=== Exercise requirements ===
Every line below must be copied as written, except for pictures.

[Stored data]
——————————

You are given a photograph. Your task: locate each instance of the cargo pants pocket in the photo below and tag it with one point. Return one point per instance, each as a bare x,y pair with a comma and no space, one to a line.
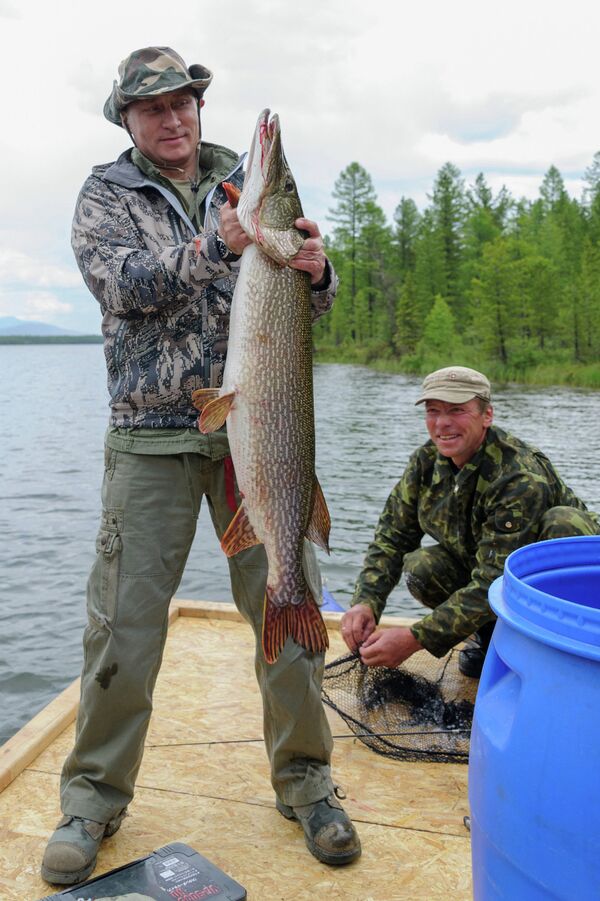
103,584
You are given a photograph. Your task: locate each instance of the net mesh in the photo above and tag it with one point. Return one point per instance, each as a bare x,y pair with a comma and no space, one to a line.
421,711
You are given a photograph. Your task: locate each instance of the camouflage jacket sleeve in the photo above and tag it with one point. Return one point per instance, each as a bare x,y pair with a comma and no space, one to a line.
398,532
512,511
130,268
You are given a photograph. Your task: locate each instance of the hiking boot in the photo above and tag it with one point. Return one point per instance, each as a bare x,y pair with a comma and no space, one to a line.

——————————

=== Response to the exercise ===
You are given a photograph. Your task: locate each instance of the cargo pants pocket in the photo below and tag it with one point. Return one point per instance, each as a bare x,y pair with a comma and no space, one to a line.
103,584
You are given a photograph. Your task: locate each instance of the net mesh in the photo above and tag it with one point. Return one point per instance, each as a bare x,y pair with a comma and no space, one to a line.
421,711
You are given a photograph. Your task: locate each instance of the camouflage jacket sleeve in the photo above and tag it with one point. Return one point per instance, each as a bare x,y pair with a comma and no space, one to a line.
398,532
512,511
130,268
You are given a photograph. Your task: locate each instance of the hiking boot in the photo above and tag it with one point. Return one point per instance, each as a bare x,y pair with a comma and no space, one to a line.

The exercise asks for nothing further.